## Selected text
________________________________________
Here we verify that the two data frames have the same content.
# Demonstrate equivalence
check_equiv_frames(DT, study_results)
#> [1] TRUE
Prepare for dissemination
Filter. To preserve the anonymity of the people involved,
we remove observations with fewer than N_threshold
graduates. With the research data, we typically set this threshold to
10; with the practice data, we demonstrate the procedure using a
threshold of 5.
# Preserve anonymity
N_threshold <- 5 # 10 for research data
DT <- DT[graduates >= N_threshold]
DT
#> Key: <program, sex, race>
#> program sex race ever_enrolled graduates stickiness
#> <char> <char> <char> <int> <int> <num>
#> 1: CE Female Asian 15 10 66.7
#> 2: CE Female International 23 13 56.5
#> 3: CE Female Latine 13 6 46.2
#> ---
#> 33: ME Male Latine 79 42 53.2
#> 34: ME Male Other/Unknown 80 41 51.2
#> 35: ME Male White 1596 953 59.7
Recode. Readers can more readily interpret our charts and tables if the programs are unabbreviated.
# Recode values for chart and table readability
DT[, program := fcase(
program %like% "CE", "Civil",
program %like% "EE", "Electrical",
program %like% "ME", "Mechanical",
program %like% "ISE", "Industrial/Systems"
)]
DT
#> program sex race ever_enrolled graduates stickiness
#> <char> <char> <char> <int> <int> <num>
#> 1: Civil Female Asian 15 10 66.7
#> 2: Civil Female International 23 13 56.5
#> 3: Civil Female Latine 13 6 46.2
#> ---
#> 33: Mechanical Male Latine 79 42 53.2
#> 34: Mechanical Male Other/Unknown 80 41 51.2
#> 35: Mechanical Male White 1596 953 59.7
Add a variable. We combine race/ethnicity and sex to create a combined grouping variable.
# Create a combined category
DT[, people := paste(race, sex)]
DT[, `:=`(race = NULL, sex = NULL)]
setcolorder(DT, c("program", "people"))
DT
#> program people ever_enrolled graduates stickiness
#> <char> <char> <int> <int> <num>
#> 1: Civil Asian Female 15 10 66.7
#> 2: Civil International Female 23 13 56.5
#> 3: Civil Latine Female 13 6 46.2
#> ---
#> 33: Mechanical Latine Male 79 42 53.2
#> 34: Mechanical Other/Unknown Male 80 41 51.2
#> 35: Mechanical White Male 1596 953 59.7
Chart
Order factors. Order the levels of the categories. Code adapted from Multiway data and charts.
________________________________________
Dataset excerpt
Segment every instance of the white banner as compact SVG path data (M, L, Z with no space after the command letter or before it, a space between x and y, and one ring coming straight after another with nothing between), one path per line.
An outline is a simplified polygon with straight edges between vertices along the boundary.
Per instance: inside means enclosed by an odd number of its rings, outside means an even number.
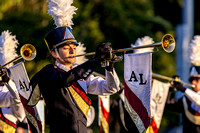
M151 53L124 55L125 108L139 132L150 124Z
M38 114L38 109L36 106L28 107L26 106L27 100L31 94L29 87L29 78L23 62L20 62L9 68L11 72L11 78L15 82L17 90L19 91L22 104L24 105L26 117L37 129L38 132L42 132L41 119Z
M109 133L110 96L98 96L99 98L99 127L100 133Z

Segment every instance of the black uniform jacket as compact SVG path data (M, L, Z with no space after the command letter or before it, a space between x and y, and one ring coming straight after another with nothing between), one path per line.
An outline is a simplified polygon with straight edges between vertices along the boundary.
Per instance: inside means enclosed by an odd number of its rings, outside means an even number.
M86 117L74 104L66 88L74 81L82 79L76 70L80 69L65 72L54 65L47 65L31 79L31 84L39 85L44 97L51 133L87 132Z

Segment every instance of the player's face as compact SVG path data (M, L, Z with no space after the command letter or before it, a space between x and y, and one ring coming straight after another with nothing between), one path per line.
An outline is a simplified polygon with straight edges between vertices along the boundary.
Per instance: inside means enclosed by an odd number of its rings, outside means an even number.
M195 88L193 88L194 91L200 91L200 79L194 79L192 84L195 85Z
M66 64L73 64L75 62L75 58L67 58L70 56L76 55L76 45L68 44L60 47L58 49L60 57L64 60Z

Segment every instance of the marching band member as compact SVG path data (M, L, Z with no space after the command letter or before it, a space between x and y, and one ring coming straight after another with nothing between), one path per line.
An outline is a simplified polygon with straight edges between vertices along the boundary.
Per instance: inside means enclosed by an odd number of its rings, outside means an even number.
M55 64L49 64L36 73L31 79L31 85L33 88L39 87L46 102L51 133L86 133L87 114L91 105L87 93L110 95L119 90L120 82L113 68L113 62L106 67L106 80L91 75L101 62L108 58L110 43L98 45L95 57L77 66L74 64L75 58L68 58L76 55L76 47L79 45L71 28L70 15L72 16L76 10L71 6L73 1L62 3L49 0L48 2L49 14L54 19L60 19L58 14L67 11L61 14L66 14L70 22L57 23L55 20L57 27L45 36L46 45Z
M15 52L18 44L15 36L4 31L0 36L0 64L3 65L17 56ZM10 64L12 65L12 63ZM0 132L15 133L22 128L28 132L28 124L24 107L21 103L15 83L9 78L9 71L1 69L0 79ZM23 125L23 126L22 126Z
M190 43L190 77L189 81L194 88L183 87L180 82L174 81L172 87L184 92L179 100L168 98L166 108L182 113L183 132L200 133L200 36L195 36ZM177 76L175 77L176 80Z

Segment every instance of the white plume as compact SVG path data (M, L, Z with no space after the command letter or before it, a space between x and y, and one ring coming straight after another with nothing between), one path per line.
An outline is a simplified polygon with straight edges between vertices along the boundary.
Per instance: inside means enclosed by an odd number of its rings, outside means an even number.
M16 48L18 47L18 41L15 36L11 35L11 32L3 31L0 36L0 64L4 65L5 63L16 58L17 52ZM7 65L7 67L12 66L13 63Z
M76 14L76 7L72 6L73 0L47 0L48 13L54 19L57 27L68 26L72 28L72 18Z
M80 42L78 43L78 46L76 47L76 54L80 55L80 54L85 54L86 47L84 47L84 44L81 44ZM76 57L76 64L82 64L84 62L86 62L88 59L85 56L79 56Z
M189 46L190 63L194 66L200 66L200 36L194 36Z
M154 43L153 39L149 36L144 36L143 38L138 38L135 42L135 45L131 44L131 47L136 47L136 46L143 46L143 45L148 45ZM151 48L141 48L141 49L135 49L135 53L145 53L145 52L152 52L153 47Z

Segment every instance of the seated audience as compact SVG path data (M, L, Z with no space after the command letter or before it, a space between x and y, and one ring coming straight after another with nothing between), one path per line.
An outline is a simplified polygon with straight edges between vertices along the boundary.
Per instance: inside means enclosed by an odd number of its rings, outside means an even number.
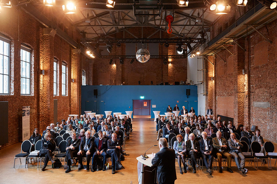
M95 152L93 153L92 161L91 161L91 172L94 172L96 170L97 166L95 165L95 162L96 162L96 159L99 155L102 155L103 156L103 162L102 164L103 167L102 169L103 171L106 169L105 167L107 159L106 151L107 150L108 146L107 139L103 138L103 134L102 131L98 132L98 138L94 139L94 149L95 150Z
M43 171L45 170L47 164L49 160L51 161L52 164L55 162L53 158L52 152L55 151L56 144L51 138L51 134L47 132L44 135L44 138L41 140L41 149L39 151L39 156L45 156L44 159L44 166L41 168Z
M207 171L210 175L211 175L211 167L213 160L212 141L211 140L207 138L207 133L206 132L202 132L201 135L203 138L199 141L200 152L202 155L202 158L204 160Z
M222 173L222 155L227 157L227 170L230 172L233 172L231 169L231 160L232 155L228 153L228 144L226 139L222 138L221 132L216 132L216 138L212 138L212 145L214 148L214 152L217 157L218 165L219 167L219 172Z
M31 152L35 150L35 145L38 140L40 139L41 139L41 136L38 133L38 129L35 128L34 130L34 132L33 132L33 135L31 136L31 137L29 139L29 140L30 140L32 144Z
M177 135L176 137L177 140L174 141L173 149L175 151L176 158L178 160L178 164L180 168L180 173L183 174L182 170L182 163L184 166L184 171L187 173L187 163L186 162L186 143L183 141L183 137L180 135Z
M69 139L67 140L66 153L66 159L67 162L67 169L66 170L66 173L69 172L71 171L71 165L75 165L75 163L74 162L73 158L77 157L77 153L79 152L79 146L81 142L81 139L77 138L76 137L76 133L72 132L71 134L72 139ZM82 160L79 161L82 162Z
M242 154L241 148L243 147L242 144L240 142L240 141L236 138L236 135L233 133L230 135L230 138L228 140L228 145L230 150L229 153L233 156L235 159L237 167L242 174L245 172L246 170L244 169L244 161L245 158ZM241 159L241 162L240 162Z
M257 141L259 142L261 147L260 153L263 153L263 144L264 144L264 141L262 137L260 136L260 129L257 129L256 131L256 135L252 136L252 141Z
M196 168L195 165L197 163L196 159L197 154L199 153L199 143L196 140L194 140L194 134L191 133L190 134L190 139L187 141L186 143L187 147L187 152L188 155L190 156L191 159L191 166L193 168L193 173L196 173Z
M78 170L84 169L83 165L83 157L87 157L87 170L89 170L89 162L92 156L94 150L94 138L90 137L90 132L86 132L85 136L81 138L81 142L79 146L79 152L77 153L77 157L79 161Z

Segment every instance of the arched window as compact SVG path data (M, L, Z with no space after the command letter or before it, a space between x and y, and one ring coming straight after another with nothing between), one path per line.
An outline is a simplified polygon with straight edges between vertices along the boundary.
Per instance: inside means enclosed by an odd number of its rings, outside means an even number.
M10 42L0 34L0 94L9 93Z

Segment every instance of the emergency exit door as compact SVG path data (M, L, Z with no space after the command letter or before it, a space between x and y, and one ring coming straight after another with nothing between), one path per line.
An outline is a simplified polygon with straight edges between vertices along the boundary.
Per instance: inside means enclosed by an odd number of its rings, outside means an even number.
M151 100L133 100L134 116L151 115Z

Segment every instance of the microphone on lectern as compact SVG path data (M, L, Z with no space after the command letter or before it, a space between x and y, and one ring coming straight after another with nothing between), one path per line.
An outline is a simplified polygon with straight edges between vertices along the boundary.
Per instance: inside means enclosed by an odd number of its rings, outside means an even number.
M148 156L146 155L146 152L148 151L148 150L149 150L150 149L150 148L151 148L152 147L153 147L153 146L158 146L158 145L153 145L152 146L151 146L151 147L150 147L147 150L146 150L146 151L145 152L145 153L144 153L144 155L141 155L141 156L143 157L144 158L148 158Z

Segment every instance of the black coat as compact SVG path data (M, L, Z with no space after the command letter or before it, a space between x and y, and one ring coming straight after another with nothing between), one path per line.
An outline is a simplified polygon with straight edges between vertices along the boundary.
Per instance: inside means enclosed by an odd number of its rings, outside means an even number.
M175 157L174 150L167 147L157 153L152 159L152 165L157 166L159 183L173 183L177 179Z

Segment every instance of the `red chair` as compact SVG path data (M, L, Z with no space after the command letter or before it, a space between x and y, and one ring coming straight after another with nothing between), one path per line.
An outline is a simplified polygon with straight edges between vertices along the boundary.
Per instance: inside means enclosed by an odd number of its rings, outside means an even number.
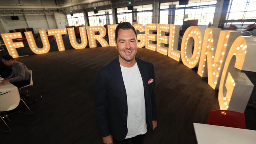
M228 110L210 111L208 124L245 129L245 114Z

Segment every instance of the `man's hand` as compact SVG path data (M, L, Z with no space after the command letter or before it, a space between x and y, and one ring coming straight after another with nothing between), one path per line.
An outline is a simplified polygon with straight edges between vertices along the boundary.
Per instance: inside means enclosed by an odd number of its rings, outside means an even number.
________________________________________
## Tasks and exercises
**1.** Copy the R tutorial excerpt word for word, from "# Demonstrate equivalence" up to and including "threshold of 5.".
**2.** In the R tutorial excerpt, what graduate threshold is typically used with the research data?
**3.** Write the next part of the R tutorial excerpt on preparing graduation data, picking up right after its final sentence.
The material is separate from the R tutorial excerpt above it.

## Results for the exercise
**1.**
# Demonstrate equivalence
check_equiv_frames(DT, study_results)
#> [1] TRUE
Prepare for dissemination
Filter. To preserve the anonymity of the people involved,
we remove observations with fewer than N_threshold
graduates. With the research data, we typically set this threshold to
10; with the practice data, we demonstrate the procedure using a
threshold of 5.

**2.** 10

**3.**
# Order the categories
DT <- order_multiway(DT,
quantity = "stickiness",
categories = c("program", "people"),
method = "percent",
ratio_of = c("graduates", "ever_enrolled")
)
DT
#> program people graduates ever_enrolled stickiness
#> <fctr> <fctr> <num> <num> <num>
#> 1: Civil Asian Female 10 15 66.7
#> 2: Civil International Female 13 23 56.5
#> 3: Civil Latine Female 6 13 46.2
#> ---
#> 33: Mechanical Latine Male 42 79 53.2
#> 34: Mechanical Other/Unknown Male 41 80 51.2
#> 35: Mechanical White Male 953 1596 59.7
#> program_stickiness people_stickiness
#> <num> <num>
#> 1: 62.4 62.7
#> 2: 62.4 47.1
#> 3: 62.4 56.0
#> ---
#> 33: 59.0 47.4
#> 34: 59.0 45.6
#> 35: 59.0 59.3
Multiway chart. Code adapted from Multiway data and charts.
The vertical reference line is the aggregate stickiness of the program, independent of race/ethnicity and sex. A missing data marker or missing group indicates the number of graduates was below the threshold set to preserve anonymity—largely an artifact of applying these groupings to practice data.
ggplot(DT, aes(x = stickiness, y = people)) +
facet_wrap(vars(program), ncol = 1, as.table = FALSE) +
geom_vline(aes(xintercept = program_stickiness), linetype = 2, color = "gray60") +
geom_point() +
labs(x = "Stickiness (%)", y = "") +
scale_x_continuous(limits = c(20, 90), breaks = seq(0, 100, 10))
Table
Results table. Code adapted from Multiway data and charts.
# Select variables and remove factors
display_table <- copy(DT)
display_table <- display_table[, .(program, people, stickiness)]
display_table[, people := as.character(people)]
display_table[, program := as.character(program)]
# Construct table
display_table <- dcast(display_table, people ~ program, value.var = "stickiness")
setnames(display_table,
old = c("people"),
new = c("People"),
skip_absent = TRUE
)
display_table
#> Key: <People>
#> People Civil Electrical Industrial/Systems Mechanical
#> <char> <num> <num> <num> <num>
#> 1: Asian Female 66.7 57.1 66.7 NA
#> 2: Asian Male 83.3 57.7 58.3 64.5
#> 3: Black Female NA NA 85.7 NA
#> ---
#> 9: Other/Unknown Male 40.7 38.1 NA 51.2
#> 10: White Female 61.6 47.5 70.1 62.9
#> 11: White Male 64.5 50.8 69.5 59.7
(Optional) Format the table nearer to publication quality. Here I use the ‘gt’ package.
library(gt)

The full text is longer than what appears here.